── Data

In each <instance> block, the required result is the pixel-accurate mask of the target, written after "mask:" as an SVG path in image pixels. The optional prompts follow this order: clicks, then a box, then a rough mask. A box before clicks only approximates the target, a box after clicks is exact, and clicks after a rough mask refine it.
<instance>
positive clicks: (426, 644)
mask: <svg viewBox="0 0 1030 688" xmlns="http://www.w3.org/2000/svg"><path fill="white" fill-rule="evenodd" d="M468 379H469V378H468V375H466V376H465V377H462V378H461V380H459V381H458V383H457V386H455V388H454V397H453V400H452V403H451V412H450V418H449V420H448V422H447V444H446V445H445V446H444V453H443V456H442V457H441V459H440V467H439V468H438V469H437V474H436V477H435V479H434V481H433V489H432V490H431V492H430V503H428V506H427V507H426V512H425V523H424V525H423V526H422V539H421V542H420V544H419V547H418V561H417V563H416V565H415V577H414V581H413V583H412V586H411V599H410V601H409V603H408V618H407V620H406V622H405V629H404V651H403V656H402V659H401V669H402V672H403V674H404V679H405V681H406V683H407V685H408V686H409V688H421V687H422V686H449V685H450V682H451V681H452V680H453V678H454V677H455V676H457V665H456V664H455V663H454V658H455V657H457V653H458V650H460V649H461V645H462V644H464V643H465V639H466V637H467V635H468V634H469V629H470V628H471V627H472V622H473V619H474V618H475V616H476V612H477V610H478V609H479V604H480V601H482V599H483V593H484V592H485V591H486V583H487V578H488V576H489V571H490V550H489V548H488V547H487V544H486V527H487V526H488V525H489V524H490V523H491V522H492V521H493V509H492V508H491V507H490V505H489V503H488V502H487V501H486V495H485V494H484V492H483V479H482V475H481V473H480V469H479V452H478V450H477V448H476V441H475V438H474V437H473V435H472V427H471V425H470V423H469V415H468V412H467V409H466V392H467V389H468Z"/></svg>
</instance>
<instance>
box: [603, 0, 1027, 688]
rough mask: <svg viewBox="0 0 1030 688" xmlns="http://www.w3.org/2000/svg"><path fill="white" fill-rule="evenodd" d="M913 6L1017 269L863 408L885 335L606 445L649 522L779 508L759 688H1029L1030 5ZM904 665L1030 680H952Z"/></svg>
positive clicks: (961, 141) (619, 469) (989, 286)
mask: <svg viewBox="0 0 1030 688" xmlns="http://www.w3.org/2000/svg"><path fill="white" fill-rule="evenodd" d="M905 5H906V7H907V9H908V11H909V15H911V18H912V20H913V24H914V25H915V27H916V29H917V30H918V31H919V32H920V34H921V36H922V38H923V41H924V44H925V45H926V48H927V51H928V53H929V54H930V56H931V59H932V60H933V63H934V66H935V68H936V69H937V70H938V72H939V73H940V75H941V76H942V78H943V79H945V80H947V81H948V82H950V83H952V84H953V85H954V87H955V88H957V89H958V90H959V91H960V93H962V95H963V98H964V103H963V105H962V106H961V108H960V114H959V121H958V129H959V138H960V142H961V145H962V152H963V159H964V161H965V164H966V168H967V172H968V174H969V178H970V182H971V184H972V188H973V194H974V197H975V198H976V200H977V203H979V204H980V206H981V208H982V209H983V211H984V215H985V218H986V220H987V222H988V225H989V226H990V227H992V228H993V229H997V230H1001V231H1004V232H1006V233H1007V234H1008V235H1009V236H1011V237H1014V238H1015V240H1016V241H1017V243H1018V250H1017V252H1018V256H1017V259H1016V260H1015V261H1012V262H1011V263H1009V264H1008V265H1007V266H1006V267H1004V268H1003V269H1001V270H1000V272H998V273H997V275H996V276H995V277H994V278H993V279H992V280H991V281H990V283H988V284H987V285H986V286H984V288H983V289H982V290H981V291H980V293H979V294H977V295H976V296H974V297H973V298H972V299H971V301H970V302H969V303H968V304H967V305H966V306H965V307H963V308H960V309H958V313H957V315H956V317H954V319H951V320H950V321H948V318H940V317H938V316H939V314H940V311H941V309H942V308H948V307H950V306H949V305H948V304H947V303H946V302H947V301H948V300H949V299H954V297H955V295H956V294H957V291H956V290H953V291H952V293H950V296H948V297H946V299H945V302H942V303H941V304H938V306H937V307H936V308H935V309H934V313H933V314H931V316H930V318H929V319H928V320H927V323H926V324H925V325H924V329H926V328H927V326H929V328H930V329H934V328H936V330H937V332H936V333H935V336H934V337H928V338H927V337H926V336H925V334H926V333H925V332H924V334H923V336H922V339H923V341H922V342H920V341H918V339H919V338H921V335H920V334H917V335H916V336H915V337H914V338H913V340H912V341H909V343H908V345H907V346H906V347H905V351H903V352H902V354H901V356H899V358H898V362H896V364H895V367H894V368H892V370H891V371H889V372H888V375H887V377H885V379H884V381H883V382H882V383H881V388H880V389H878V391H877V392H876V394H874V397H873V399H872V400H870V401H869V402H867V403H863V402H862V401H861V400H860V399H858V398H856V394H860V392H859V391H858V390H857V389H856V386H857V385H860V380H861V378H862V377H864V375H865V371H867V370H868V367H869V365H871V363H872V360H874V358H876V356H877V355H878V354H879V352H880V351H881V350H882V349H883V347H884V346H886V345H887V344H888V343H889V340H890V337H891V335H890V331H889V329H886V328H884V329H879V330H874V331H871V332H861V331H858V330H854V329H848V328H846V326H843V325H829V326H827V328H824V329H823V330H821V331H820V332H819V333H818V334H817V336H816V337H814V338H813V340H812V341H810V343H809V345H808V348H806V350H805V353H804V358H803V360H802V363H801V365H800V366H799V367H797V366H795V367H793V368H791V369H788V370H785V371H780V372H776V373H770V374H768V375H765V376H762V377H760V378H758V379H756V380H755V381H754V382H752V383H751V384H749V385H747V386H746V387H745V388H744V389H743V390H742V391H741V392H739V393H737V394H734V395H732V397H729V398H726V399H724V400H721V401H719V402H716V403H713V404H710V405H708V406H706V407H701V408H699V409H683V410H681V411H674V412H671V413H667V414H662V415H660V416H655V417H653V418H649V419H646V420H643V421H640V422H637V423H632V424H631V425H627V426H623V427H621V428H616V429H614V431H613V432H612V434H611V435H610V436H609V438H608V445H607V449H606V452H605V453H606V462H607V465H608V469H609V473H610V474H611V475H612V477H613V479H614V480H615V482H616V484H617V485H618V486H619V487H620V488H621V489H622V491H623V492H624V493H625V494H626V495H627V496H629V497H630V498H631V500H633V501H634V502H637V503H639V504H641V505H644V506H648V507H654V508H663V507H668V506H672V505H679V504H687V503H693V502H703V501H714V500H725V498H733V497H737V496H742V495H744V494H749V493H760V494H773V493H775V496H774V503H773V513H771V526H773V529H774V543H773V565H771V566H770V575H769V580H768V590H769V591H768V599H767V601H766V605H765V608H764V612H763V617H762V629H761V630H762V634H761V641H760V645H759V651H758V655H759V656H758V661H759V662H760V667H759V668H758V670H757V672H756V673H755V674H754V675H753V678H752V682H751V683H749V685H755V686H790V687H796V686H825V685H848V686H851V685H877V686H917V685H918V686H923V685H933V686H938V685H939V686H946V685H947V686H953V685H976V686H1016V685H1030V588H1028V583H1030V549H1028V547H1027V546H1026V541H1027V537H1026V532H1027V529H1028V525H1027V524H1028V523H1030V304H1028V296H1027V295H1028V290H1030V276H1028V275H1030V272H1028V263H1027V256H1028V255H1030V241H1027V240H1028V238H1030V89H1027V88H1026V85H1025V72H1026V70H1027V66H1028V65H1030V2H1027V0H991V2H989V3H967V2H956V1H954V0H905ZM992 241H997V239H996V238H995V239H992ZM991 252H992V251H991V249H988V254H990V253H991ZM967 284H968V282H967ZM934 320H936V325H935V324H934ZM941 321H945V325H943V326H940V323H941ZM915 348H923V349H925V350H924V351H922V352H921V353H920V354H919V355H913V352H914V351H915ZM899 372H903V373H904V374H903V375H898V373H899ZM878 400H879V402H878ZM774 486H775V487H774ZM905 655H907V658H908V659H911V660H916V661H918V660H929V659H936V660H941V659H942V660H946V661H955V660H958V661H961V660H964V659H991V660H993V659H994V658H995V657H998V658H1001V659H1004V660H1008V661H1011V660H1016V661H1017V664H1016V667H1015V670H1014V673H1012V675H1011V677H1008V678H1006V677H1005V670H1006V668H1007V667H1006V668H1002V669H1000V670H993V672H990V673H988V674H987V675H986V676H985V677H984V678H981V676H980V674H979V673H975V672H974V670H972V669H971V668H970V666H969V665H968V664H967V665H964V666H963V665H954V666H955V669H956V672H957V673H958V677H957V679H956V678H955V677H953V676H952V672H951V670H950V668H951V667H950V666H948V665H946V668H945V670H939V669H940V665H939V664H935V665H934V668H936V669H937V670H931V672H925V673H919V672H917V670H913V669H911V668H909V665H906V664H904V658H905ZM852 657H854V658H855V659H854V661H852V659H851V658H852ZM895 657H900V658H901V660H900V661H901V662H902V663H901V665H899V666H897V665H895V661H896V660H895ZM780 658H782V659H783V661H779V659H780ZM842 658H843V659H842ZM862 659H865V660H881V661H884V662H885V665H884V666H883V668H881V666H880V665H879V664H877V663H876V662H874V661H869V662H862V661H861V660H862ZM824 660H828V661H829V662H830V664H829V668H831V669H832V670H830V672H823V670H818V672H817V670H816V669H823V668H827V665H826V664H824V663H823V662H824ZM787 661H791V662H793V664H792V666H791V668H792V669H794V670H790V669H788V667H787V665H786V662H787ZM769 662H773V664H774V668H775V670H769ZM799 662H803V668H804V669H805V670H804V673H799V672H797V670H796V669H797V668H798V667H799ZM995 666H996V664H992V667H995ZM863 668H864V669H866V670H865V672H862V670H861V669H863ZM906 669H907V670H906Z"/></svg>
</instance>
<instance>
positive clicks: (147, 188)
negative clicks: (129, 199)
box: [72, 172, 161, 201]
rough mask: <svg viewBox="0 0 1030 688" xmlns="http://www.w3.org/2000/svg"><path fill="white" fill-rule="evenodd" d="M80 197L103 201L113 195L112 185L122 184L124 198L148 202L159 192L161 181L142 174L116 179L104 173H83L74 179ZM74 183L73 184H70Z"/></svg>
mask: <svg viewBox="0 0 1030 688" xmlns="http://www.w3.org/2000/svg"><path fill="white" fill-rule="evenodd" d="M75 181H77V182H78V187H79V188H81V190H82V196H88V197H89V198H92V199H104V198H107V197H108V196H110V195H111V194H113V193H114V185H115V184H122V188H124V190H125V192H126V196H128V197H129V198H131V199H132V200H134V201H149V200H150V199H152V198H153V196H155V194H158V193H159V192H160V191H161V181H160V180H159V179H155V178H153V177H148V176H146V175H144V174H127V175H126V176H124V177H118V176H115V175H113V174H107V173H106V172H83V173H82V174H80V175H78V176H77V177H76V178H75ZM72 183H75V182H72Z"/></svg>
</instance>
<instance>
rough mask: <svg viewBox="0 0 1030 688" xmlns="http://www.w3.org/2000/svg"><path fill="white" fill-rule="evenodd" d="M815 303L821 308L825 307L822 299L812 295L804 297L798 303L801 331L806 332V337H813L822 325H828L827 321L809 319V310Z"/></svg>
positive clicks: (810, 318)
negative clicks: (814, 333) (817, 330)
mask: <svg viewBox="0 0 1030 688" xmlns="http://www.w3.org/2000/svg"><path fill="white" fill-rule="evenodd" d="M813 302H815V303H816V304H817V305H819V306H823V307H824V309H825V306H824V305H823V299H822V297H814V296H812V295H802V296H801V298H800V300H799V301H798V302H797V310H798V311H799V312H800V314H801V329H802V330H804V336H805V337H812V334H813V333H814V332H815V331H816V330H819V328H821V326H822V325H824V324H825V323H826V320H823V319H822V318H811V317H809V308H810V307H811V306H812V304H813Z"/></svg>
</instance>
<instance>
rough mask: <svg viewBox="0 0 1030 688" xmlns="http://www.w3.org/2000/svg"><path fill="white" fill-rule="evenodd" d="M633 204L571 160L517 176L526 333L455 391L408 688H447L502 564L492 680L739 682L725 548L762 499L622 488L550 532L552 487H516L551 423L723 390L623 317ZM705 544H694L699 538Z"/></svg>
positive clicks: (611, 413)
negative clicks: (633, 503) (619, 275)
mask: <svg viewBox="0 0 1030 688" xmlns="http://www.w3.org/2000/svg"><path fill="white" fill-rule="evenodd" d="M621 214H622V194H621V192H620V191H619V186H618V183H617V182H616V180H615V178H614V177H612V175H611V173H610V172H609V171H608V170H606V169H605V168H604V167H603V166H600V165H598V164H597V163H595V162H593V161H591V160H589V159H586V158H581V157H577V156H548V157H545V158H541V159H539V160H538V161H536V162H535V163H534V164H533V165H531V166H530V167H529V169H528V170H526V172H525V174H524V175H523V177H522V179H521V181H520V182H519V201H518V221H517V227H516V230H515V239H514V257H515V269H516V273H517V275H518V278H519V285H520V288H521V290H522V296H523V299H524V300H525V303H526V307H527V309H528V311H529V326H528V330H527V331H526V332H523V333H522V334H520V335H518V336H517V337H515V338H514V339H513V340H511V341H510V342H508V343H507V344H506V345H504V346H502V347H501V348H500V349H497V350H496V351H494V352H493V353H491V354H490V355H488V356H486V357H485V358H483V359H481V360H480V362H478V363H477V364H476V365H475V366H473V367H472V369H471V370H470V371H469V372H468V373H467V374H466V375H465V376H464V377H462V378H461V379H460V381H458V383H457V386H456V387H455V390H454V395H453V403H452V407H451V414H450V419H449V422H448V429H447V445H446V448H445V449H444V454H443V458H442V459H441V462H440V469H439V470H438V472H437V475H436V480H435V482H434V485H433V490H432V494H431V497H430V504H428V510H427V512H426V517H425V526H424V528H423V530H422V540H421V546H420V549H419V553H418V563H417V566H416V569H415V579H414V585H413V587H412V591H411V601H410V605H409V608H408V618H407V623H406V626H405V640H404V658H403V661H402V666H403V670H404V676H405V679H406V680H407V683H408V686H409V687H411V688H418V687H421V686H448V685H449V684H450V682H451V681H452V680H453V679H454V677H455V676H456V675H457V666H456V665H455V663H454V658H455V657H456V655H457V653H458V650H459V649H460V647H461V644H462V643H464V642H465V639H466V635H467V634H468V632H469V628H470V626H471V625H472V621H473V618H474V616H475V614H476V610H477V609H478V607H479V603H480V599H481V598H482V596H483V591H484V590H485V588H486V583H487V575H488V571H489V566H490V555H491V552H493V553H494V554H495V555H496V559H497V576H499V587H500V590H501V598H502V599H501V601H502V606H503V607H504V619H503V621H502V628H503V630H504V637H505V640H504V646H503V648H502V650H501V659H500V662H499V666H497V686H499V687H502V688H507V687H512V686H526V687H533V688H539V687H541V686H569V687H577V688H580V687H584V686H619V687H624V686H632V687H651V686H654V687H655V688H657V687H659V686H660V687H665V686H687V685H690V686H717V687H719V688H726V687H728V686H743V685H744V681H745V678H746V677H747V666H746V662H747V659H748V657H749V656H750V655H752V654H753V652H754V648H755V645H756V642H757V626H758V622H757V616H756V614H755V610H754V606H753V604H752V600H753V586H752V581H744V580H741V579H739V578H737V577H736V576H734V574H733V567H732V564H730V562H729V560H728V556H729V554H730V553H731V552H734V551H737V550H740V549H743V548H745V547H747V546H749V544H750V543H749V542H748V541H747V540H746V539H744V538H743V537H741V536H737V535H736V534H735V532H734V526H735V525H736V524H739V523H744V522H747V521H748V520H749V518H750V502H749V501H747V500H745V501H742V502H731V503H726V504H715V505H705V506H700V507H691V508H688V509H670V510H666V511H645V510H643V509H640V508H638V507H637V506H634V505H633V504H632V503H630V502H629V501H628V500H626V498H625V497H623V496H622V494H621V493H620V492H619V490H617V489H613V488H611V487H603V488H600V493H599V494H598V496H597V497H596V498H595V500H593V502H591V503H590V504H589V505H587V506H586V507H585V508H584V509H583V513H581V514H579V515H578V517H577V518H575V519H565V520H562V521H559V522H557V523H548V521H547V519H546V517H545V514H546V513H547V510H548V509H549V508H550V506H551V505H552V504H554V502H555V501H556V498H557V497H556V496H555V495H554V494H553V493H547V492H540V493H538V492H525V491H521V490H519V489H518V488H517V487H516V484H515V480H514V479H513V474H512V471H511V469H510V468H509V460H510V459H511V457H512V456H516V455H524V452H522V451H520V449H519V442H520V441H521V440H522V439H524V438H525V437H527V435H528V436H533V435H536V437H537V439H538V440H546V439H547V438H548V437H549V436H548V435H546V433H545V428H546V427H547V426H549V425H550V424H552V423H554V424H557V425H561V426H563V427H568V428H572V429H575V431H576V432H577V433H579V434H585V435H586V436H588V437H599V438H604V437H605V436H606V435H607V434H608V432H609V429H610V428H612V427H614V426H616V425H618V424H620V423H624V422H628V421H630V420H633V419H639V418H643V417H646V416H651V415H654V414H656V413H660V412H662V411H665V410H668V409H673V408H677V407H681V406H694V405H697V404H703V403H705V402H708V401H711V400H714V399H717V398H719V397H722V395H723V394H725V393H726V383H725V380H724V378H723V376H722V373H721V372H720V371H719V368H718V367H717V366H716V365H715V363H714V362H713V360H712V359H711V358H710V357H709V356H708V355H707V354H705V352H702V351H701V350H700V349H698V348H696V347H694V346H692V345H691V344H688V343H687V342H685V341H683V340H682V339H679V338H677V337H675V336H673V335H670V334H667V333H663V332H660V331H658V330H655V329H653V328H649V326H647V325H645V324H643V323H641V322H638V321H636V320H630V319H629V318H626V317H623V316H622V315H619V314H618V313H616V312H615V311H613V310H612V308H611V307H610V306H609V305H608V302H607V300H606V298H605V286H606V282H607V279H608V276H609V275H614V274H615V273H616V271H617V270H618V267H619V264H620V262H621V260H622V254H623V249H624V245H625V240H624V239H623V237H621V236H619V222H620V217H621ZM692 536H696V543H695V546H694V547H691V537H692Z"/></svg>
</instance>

────

**What the task asks**
Copy every line of the entries above in which "negative" occurs.

**Output for this task**
negative clicks: (129, 199)
negative clicks: (814, 333) (817, 330)
negative clicks: (633, 503) (619, 275)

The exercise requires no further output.